**TASK BRIEF:** Keeping every character as it is, transcribe the entries below.

**ENTRIES SUPPLIED:**
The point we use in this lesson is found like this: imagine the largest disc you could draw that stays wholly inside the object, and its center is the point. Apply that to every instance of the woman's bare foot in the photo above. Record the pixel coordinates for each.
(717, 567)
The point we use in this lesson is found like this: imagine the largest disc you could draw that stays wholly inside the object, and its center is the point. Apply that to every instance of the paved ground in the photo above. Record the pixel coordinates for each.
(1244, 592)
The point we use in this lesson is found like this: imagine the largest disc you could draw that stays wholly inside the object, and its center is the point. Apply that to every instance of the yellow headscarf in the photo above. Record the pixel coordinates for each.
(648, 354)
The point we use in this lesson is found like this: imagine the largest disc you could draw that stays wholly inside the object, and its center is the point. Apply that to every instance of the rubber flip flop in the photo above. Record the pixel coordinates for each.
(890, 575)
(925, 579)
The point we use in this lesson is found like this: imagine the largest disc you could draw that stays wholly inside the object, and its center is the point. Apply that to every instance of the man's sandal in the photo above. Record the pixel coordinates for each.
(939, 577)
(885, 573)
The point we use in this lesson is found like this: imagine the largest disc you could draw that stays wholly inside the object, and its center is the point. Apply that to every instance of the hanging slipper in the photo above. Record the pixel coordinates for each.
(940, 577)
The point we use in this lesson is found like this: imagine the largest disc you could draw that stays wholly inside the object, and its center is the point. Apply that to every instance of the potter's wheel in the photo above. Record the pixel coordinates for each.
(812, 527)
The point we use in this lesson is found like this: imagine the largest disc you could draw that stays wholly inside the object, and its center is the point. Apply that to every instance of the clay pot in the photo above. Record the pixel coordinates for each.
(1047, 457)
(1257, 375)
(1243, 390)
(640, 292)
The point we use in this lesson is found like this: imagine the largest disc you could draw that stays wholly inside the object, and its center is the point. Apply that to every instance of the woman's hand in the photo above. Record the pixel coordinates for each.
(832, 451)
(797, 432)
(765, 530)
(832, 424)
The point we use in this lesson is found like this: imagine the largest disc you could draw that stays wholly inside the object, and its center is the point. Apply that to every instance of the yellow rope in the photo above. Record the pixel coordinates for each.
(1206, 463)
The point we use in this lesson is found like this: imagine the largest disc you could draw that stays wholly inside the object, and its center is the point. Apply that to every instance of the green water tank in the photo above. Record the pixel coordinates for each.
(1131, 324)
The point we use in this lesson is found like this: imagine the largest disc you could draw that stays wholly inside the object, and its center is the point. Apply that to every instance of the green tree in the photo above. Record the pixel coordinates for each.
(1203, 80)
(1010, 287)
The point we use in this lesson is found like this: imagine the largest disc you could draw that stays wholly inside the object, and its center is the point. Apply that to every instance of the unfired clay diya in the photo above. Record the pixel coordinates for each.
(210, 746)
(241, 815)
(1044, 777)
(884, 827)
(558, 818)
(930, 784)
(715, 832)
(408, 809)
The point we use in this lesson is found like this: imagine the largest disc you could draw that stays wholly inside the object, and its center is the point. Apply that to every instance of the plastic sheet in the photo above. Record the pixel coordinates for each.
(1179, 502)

**EXERCISE OUTPUT:**
The point we use in this lesson is found like this: imagine the largest disc you could draw that stays wholly inside the object, and its center is the point. Apply that to every instance of the woman's bare foot in the photo above. Record the pixel coordinates for each.
(717, 567)
The point we use in this lesson is found like this: imagine the largest disc you could draw that stays wholly inside the object, and its center is the point. Apply that to every instance of the paved ground in the photo above. Record the pixel coordinates for each.
(1244, 592)
The point we use in this lesson is found like this: imagine the largest disc you could draw that stays wholly inside the object, and its center is the point. Apply that to every instance of the yellow headscarf in the photo above. Record the pixel coordinates for each.
(648, 354)
The point we use in this lesson is found like this: imagine the largest disc you could draw that stays wholly inside the object, and its center is the point. Apply that to every instance of the rubber flip flop in the photo above. Record the pixel coordinates for each.
(890, 575)
(925, 579)
The point we use in this lesson is found like this: imagine the largest disc you could draw that stays wholly inside the object, and its center is the point. Apply that to every instance of the man's sandal in the photo above. Record the pixel coordinates for each.
(939, 577)
(885, 573)
The point we use in this lesson is found like this: imagine the largest disc you could draw that stays wholly inside the object, and its center is the point. Apply that to every instance of the hanging slipper in the photo above. Record the pixel coordinates for each.
(940, 577)
The point we use in this lesson is found like this: imagine the largest disc you could draw that stays wholly inside the object, and its center is the point. Apply that to every instance of the potter's wheel in the photo above. Record the pixel coordinates for each.
(812, 527)
The point we use in this lesson is found like this: imagine the largest disc you could draw that stays wholly inside the object, and its center is the point. Apply that to every instance of the clay pot in the photo above. Record the pixel coordinates for each.
(1047, 457)
(1257, 375)
(1243, 390)
(640, 292)
The point we use in this lesson is found like this: imagine the largest disc you could draw that stays wholly inside the object, and its center is the point. Apply that to every instance of the woman's hand in the photo above. Record the pixel coordinates for each.
(832, 451)
(797, 432)
(765, 530)
(832, 424)
The point we use in this lesson is found like this: imagine the largest disc you could draw that stays wholly inside the object, and its center is the point. Apply that to every instance of the yellow rope in the photo above. Record the pixel coordinates for each.
(1206, 463)
The point we use in this lesson is found like this: imagine the largest disc you could draw that stays wholly inside the object, and its center is the point. Apply that to every instance of the green water tank in the photo above. Record the pixel coordinates for each.
(1131, 324)
The point we use in this lesson is found like this: imagine the largest disc you could draw that stays wholly inside the object, and its center is the point. Apply that to every instance of the green tree in the photo above. Record the pixel coordinates for each.
(1203, 80)
(1010, 287)
The point we use in this lesson is found like this: imagine the largest disc you could draw that stays wholly inside the object, and its center is the point. Apply that to every instance of the unfired clay diya in the photo above. Record the pixel coordinates for each.
(210, 746)
(241, 815)
(1044, 777)
(884, 827)
(558, 818)
(930, 784)
(715, 832)
(408, 809)
The point we use in this lesson is found like this: imagine the largest disc you could draw that stays wholly inside the object, and its center is the point. Apply that to every instance of the plastic sheet in the photo above. Record the pixel coordinates for each.
(1179, 502)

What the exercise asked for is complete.